=== Aim of the task ===
Every entry that follows should be reproduced exactly.

=== Dataset records ===
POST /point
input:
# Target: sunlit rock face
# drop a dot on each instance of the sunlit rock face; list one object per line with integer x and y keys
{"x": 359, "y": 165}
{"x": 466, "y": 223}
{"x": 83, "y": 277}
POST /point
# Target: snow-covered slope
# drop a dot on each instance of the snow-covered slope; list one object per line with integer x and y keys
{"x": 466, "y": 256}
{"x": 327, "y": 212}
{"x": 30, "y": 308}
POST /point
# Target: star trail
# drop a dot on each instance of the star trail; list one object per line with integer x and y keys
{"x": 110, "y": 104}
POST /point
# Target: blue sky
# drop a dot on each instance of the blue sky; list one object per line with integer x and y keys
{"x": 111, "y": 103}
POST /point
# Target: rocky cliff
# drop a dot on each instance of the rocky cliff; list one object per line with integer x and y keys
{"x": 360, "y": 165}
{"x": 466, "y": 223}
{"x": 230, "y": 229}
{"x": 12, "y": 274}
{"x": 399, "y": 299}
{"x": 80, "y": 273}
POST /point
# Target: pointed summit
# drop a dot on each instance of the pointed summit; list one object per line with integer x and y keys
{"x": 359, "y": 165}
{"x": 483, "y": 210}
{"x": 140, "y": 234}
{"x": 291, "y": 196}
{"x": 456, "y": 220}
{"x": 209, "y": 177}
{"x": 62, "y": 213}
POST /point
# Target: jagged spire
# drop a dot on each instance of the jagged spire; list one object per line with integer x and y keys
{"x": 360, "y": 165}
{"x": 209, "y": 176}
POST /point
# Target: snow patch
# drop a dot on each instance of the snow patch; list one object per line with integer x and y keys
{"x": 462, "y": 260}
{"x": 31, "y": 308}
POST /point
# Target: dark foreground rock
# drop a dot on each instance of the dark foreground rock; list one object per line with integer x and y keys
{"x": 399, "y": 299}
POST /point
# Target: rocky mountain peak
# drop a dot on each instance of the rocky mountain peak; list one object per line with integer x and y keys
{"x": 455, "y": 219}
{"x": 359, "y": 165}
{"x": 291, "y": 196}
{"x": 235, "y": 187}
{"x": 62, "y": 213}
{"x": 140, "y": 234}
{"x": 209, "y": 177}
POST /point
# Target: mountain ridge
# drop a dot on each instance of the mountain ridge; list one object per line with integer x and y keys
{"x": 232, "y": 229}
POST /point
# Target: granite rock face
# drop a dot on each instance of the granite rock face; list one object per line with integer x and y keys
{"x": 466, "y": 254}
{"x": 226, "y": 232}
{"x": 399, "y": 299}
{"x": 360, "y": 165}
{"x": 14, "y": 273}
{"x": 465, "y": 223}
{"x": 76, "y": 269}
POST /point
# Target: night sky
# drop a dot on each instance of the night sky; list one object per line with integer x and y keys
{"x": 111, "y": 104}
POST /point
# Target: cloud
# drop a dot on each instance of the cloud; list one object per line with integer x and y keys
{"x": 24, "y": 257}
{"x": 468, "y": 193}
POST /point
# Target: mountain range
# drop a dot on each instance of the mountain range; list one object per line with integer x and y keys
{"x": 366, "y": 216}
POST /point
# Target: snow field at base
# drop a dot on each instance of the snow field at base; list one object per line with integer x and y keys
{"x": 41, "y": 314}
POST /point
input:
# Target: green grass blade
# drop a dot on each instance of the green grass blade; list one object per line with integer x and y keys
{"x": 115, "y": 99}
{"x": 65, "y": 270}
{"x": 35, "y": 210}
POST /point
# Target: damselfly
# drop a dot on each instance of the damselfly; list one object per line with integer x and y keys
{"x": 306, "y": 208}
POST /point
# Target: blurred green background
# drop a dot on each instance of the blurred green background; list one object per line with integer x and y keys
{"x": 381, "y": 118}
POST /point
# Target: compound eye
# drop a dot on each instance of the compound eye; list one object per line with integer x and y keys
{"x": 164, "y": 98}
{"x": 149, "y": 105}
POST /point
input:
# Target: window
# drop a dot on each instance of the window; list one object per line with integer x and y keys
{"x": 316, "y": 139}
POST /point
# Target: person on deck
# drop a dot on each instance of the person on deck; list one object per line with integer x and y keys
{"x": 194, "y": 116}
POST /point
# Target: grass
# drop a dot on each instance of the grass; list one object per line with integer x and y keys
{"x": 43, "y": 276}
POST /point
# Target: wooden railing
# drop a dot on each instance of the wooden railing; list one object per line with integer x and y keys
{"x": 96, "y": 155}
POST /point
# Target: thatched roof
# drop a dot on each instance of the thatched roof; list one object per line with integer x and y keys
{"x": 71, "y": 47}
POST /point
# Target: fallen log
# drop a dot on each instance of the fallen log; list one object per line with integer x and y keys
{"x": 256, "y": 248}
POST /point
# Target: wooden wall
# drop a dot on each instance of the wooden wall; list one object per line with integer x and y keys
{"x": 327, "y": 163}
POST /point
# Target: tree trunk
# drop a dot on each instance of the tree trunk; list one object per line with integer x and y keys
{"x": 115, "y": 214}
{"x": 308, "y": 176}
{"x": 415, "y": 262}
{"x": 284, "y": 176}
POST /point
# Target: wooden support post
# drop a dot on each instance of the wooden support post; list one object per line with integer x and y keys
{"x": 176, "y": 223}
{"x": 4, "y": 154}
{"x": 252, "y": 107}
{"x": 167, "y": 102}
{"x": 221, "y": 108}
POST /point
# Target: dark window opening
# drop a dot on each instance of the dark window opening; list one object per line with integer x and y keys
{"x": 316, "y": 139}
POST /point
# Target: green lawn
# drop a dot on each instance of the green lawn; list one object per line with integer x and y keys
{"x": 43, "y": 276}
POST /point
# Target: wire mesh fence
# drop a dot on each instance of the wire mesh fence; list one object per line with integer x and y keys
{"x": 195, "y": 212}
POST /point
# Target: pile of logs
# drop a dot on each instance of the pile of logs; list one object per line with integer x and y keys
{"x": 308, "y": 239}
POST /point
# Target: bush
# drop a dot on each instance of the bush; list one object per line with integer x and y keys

=== Task answer ===
POST /point
input:
# Target: sunlit rock face
# drop a dot on each instance of the sunlit rock face; list one object per line with integer x and y keys
{"x": 359, "y": 165}
{"x": 466, "y": 223}
{"x": 83, "y": 277}
POST /point
# Target: snow-covered slope
# drop a dot on each instance of the snow-covered slope; list one object per line with integer x and y keys
{"x": 466, "y": 256}
{"x": 327, "y": 212}
{"x": 30, "y": 308}
POST /point
# Target: star trail
# drop a dot on each instance of the star trail; list one object per line with integer x and y keys
{"x": 110, "y": 104}
POST /point
# Target: blue sky
# drop a dot on each instance of the blue sky; list one object per line with integer x and y keys
{"x": 111, "y": 103}
POST /point
# Target: rocky cliff
# drop a dot on each instance of the rocky cliff; list one object per line with integer x and y keys
{"x": 360, "y": 165}
{"x": 466, "y": 223}
{"x": 230, "y": 229}
{"x": 12, "y": 274}
{"x": 399, "y": 299}
{"x": 80, "y": 273}
POST /point
# Target: pointed summit
# drop a dot on each instance of the pointed summit; list one object per line with integer x and y keys
{"x": 359, "y": 165}
{"x": 483, "y": 210}
{"x": 140, "y": 234}
{"x": 291, "y": 196}
{"x": 456, "y": 220}
{"x": 209, "y": 177}
{"x": 62, "y": 213}
POST /point
# Target: jagged spire
# drop a dot on each instance of the jagged spire; list one object per line with integer x and y keys
{"x": 360, "y": 165}
{"x": 209, "y": 176}
POST /point
# Target: snow patch
# drop a dot on each instance of the snow patch; list one object per line with integer x and y keys
{"x": 462, "y": 260}
{"x": 31, "y": 308}
POST /point
# Target: dark foreground rock
# drop a dot on each instance of the dark foreground rock; list one object per line with integer x and y keys
{"x": 399, "y": 299}
POST /point
# Target: rocky mountain peak
# drop a dot on each instance of the rocky mountain peak; list one object per line with integer x and y keys
{"x": 455, "y": 219}
{"x": 359, "y": 165}
{"x": 291, "y": 196}
{"x": 235, "y": 187}
{"x": 62, "y": 213}
{"x": 140, "y": 234}
{"x": 209, "y": 177}
POST /point
# Target: mountain ridge
# drop a dot on each instance of the mountain ridge; list one object per line with integer x and y keys
{"x": 232, "y": 229}
POST /point
# Target: granite rock face
# drop a dot on each instance of the granite rock face; list one object per line with integer x and y keys
{"x": 466, "y": 254}
{"x": 226, "y": 232}
{"x": 399, "y": 299}
{"x": 360, "y": 165}
{"x": 14, "y": 273}
{"x": 465, "y": 223}
{"x": 76, "y": 269}
POST /point
# Target: night sky
# drop a dot on each instance of the night sky; list one object per line with integer x and y keys
{"x": 111, "y": 104}
POST /point
# Target: cloud
# drop a dot on each instance of the cloud; list one object per line with integer x and y keys
{"x": 24, "y": 257}
{"x": 468, "y": 193}
POST /point
# Target: mountain range
# drop a dot on each instance of the mountain range; list one object per line with integer x and y keys
{"x": 366, "y": 216}
POST /point
# Target: snow field at base
# drop a dot on each instance of the snow field at base; list one object per line with integer x and y keys
{"x": 41, "y": 314}
POST /point
input:
# Target: green grass blade
# drop a dot on each instance of the green grass blade; list one object per line with integer x and y keys
{"x": 115, "y": 99}
{"x": 65, "y": 270}
{"x": 35, "y": 210}
POST /point
# Target: damselfly
# drop a dot on each instance of the damselfly; list one object per line with integer x and y keys
{"x": 306, "y": 208}
POST /point
# Target: blurred green background
# drop a dot on each instance of the blurred green background; list one object per line with integer x and y keys
{"x": 381, "y": 118}
POST /point
# Target: compound eye
# drop a dot on each instance of the compound eye; list one object per line with integer x and y keys
{"x": 164, "y": 98}
{"x": 149, "y": 105}
POST /point
input:
# Target: window
# drop a dot on each instance of the window; list one object per line with integer x and y keys
{"x": 316, "y": 139}
POST /point
# Target: person on deck
# drop a dot on each instance of the person on deck; list one object per line with integer x and y keys
{"x": 194, "y": 116}
POST /point
# Target: grass
# drop a dot on each instance of the grass; list one object per line with integer x and y keys
{"x": 43, "y": 276}
POST /point
# Target: wooden railing
# drop a dot on each instance of the wooden railing; list one object per line with integer x and y keys
{"x": 96, "y": 155}
POST /point
# Target: thatched roof
# drop a dot on each instance of the thatched roof; list one object per line with integer x and y keys
{"x": 71, "y": 47}
POST /point
# Target: fallen log
# drop a dot on each instance of the fallen log; list one object per line with integer x and y keys
{"x": 256, "y": 248}
POST /point
# Target: wooden wall
# drop a dot on each instance of the wooden wall; list one object per line with integer x and y keys
{"x": 327, "y": 163}
POST /point
# Target: tree trunk
# drop a dot on each instance of the tree trunk; list one object per line with integer x and y keys
{"x": 115, "y": 214}
{"x": 308, "y": 176}
{"x": 415, "y": 262}
{"x": 284, "y": 176}
POST /point
# Target: wooden support post
# drop a dot on each instance of the wooden support post; list one object per line with integer x and y keys
{"x": 176, "y": 223}
{"x": 4, "y": 154}
{"x": 252, "y": 107}
{"x": 167, "y": 102}
{"x": 221, "y": 108}
POST /point
# Target: dark window opening
# drop a dot on each instance of the dark window opening; list one object per line with integer x and y keys
{"x": 316, "y": 139}
POST /point
# Target: green lawn
# drop a dot on each instance of the green lawn; list one object per line with integer x and y keys
{"x": 43, "y": 276}
POST /point
# Target: wire mesh fence
# drop a dot on each instance of the wire mesh fence; list one object per line with integer x and y keys
{"x": 195, "y": 212}
POST /point
# Target: pile of logs
# drop a dot on each instance of the pile of logs; list one object per line with integer x and y keys
{"x": 308, "y": 239}
POST /point
# Target: bush
# drop a dot on each instance of the bush; list one object per line with integer x and y keys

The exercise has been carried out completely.